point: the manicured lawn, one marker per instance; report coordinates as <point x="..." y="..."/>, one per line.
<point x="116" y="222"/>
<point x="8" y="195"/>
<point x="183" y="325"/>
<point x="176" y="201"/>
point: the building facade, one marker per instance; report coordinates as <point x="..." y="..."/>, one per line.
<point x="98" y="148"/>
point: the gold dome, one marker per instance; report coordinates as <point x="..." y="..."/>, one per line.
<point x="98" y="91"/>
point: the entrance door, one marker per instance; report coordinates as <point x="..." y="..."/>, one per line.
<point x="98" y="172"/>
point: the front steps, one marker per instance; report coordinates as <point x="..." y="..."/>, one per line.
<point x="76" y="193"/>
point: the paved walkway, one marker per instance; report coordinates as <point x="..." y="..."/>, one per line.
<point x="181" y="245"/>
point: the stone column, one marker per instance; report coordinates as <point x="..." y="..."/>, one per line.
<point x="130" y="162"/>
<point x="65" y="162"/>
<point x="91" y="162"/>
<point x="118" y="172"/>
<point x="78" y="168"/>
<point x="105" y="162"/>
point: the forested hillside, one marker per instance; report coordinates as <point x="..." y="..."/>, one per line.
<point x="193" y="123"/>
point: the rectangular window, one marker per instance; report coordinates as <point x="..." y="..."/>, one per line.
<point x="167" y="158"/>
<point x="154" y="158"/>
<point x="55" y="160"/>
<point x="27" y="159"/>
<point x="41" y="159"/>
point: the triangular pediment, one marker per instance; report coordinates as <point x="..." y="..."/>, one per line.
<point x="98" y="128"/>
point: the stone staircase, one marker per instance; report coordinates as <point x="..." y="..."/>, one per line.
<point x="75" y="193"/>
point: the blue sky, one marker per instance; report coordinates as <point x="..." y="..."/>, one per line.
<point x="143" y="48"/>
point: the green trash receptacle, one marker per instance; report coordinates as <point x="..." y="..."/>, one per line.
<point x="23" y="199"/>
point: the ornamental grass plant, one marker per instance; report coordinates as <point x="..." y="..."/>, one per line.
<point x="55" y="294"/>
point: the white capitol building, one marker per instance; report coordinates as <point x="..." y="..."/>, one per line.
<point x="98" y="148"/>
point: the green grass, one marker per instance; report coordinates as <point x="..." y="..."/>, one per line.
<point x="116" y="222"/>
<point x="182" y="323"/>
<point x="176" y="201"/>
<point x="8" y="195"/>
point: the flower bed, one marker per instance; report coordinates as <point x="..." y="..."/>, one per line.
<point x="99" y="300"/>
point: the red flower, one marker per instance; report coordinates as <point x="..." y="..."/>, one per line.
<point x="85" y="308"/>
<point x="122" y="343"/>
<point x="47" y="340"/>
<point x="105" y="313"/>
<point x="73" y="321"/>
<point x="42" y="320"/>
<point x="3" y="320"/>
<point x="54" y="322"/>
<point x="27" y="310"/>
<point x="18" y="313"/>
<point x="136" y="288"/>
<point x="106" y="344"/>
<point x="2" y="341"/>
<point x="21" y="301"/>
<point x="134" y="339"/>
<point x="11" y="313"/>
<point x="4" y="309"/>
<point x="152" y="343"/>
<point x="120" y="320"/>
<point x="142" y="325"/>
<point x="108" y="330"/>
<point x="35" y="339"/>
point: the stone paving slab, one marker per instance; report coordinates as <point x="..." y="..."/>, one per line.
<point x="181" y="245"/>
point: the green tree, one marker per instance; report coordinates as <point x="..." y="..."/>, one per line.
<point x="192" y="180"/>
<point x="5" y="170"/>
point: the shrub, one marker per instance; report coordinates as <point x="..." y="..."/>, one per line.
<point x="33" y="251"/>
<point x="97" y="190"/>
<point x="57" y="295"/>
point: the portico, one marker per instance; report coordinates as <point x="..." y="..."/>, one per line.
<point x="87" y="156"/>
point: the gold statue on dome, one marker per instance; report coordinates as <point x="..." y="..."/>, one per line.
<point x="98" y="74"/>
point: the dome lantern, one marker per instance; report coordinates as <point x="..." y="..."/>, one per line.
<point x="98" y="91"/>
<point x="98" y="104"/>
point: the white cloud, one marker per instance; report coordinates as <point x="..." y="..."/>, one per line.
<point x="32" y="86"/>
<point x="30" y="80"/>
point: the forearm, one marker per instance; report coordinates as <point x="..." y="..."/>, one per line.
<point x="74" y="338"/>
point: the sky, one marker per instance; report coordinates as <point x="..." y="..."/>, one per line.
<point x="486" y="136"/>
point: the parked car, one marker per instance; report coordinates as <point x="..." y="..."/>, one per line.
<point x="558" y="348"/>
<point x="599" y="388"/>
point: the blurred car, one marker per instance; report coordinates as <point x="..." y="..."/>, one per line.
-*-*-
** WORK INSTRUCTION **
Restate the entries above. Match them exactly.

** RESPONSE BOX **
point: the manicured lawn, one marker per instance; report coordinates as <point x="..." y="..."/>, one per line.
<point x="116" y="222"/>
<point x="8" y="195"/>
<point x="183" y="325"/>
<point x="176" y="201"/>
point: the building facade, one marker per instance; report coordinates as <point x="..." y="..."/>, one per line.
<point x="98" y="148"/>
point: the gold dome, one marker per instance; report coordinates as <point x="..." y="..."/>, one per line.
<point x="98" y="91"/>
point: the entrance door, one marker per instance; report coordinates as <point x="..." y="..."/>, one per line.
<point x="98" y="172"/>
point: the front steps, one marker per instance; report coordinates as <point x="..." y="..."/>, one per line.
<point x="76" y="193"/>
point: the paved walkway, one marker per instance; report coordinates as <point x="..." y="..."/>, one per line.
<point x="181" y="245"/>
point: the stone column, one marker per instance; report coordinates as <point x="..." y="..."/>, one per line.
<point x="130" y="162"/>
<point x="65" y="162"/>
<point x="91" y="162"/>
<point x="118" y="172"/>
<point x="78" y="168"/>
<point x="105" y="162"/>
point: the forested hillside, one marker per instance; report coordinates as <point x="..." y="..."/>, one per line.
<point x="193" y="123"/>
point: the rectangular window, one marker per instance; report coordinates as <point x="..." y="..."/>, one per line.
<point x="167" y="158"/>
<point x="154" y="158"/>
<point x="55" y="160"/>
<point x="27" y="159"/>
<point x="41" y="159"/>
point: the triangular pediment, one marker per instance; report coordinates as <point x="..." y="..."/>, one per line.
<point x="98" y="128"/>
point: the stone staircase, one marker per instance; report coordinates as <point x="..." y="..."/>, one per line.
<point x="75" y="193"/>
point: the blue sky, one marker per instance; report coordinates as <point x="..." y="..."/>, one per line.
<point x="143" y="48"/>
point: the green trash receptacle, one marker per instance; report coordinates as <point x="..." y="..."/>, one per line.
<point x="23" y="199"/>
point: the ornamental grass plant, one marker per instance; report coordinates as <point x="..." y="..."/>, one per line.
<point x="55" y="294"/>
point: the white capitol building, one marker per instance; report coordinates as <point x="..." y="..."/>, one per line.
<point x="98" y="148"/>
point: the green grass, one marker per instance; report coordinates as <point x="..." y="..."/>, one per line.
<point x="116" y="222"/>
<point x="182" y="323"/>
<point x="176" y="201"/>
<point x="8" y="195"/>
point: the flower bed, one marker per instance; report coordinates as <point x="..." y="..."/>, one per line.
<point x="99" y="300"/>
point: the red flower, one marker per instance; report coordinates as <point x="..." y="..."/>, one per line.
<point x="85" y="308"/>
<point x="122" y="343"/>
<point x="47" y="340"/>
<point x="105" y="313"/>
<point x="73" y="321"/>
<point x="42" y="320"/>
<point x="3" y="320"/>
<point x="54" y="322"/>
<point x="27" y="310"/>
<point x="18" y="313"/>
<point x="136" y="288"/>
<point x="106" y="344"/>
<point x="2" y="341"/>
<point x="21" y="301"/>
<point x="134" y="339"/>
<point x="11" y="313"/>
<point x="4" y="309"/>
<point x="152" y="343"/>
<point x="120" y="320"/>
<point x="142" y="325"/>
<point x="108" y="330"/>
<point x="35" y="339"/>
point: the stone paving slab, one marker per instance; report coordinates as <point x="..." y="..."/>, one per line.
<point x="181" y="245"/>
point: the green tree, one marker per instance; report coordinates as <point x="..." y="..."/>, one per line.
<point x="192" y="180"/>
<point x="5" y="170"/>
point: the shrub, one marker per instance; report coordinates as <point x="..." y="..."/>, one per line.
<point x="33" y="251"/>
<point x="97" y="190"/>
<point x="57" y="295"/>
point: the portico, one marker per instance; report coordinates as <point x="..." y="..."/>, one per line.
<point x="87" y="156"/>
point: the gold statue on dome, one marker per instance; report coordinates as <point x="..." y="..."/>, one per line.
<point x="98" y="74"/>
point: the dome lantern, one marker per instance; report coordinates as <point x="..." y="..."/>, one per line.
<point x="98" y="91"/>
<point x="98" y="104"/>
point: the white cloud, one marker per instance; report coordinates as <point x="..." y="..."/>, one per line.
<point x="32" y="86"/>
<point x="30" y="80"/>
point: the forearm, one marker per instance; report coordinates as <point x="..." y="..."/>, one per line.
<point x="74" y="338"/>
point: the sky, one marker per instance; report coordinates as <point x="..." y="..."/>, one per line.
<point x="486" y="136"/>
point: the parked car, one marker per instance; report coordinates as <point x="..." y="..."/>, one per line.
<point x="558" y="348"/>
<point x="599" y="388"/>
point: the blurred car, one marker per instance; report coordinates as <point x="..." y="..."/>, one per line.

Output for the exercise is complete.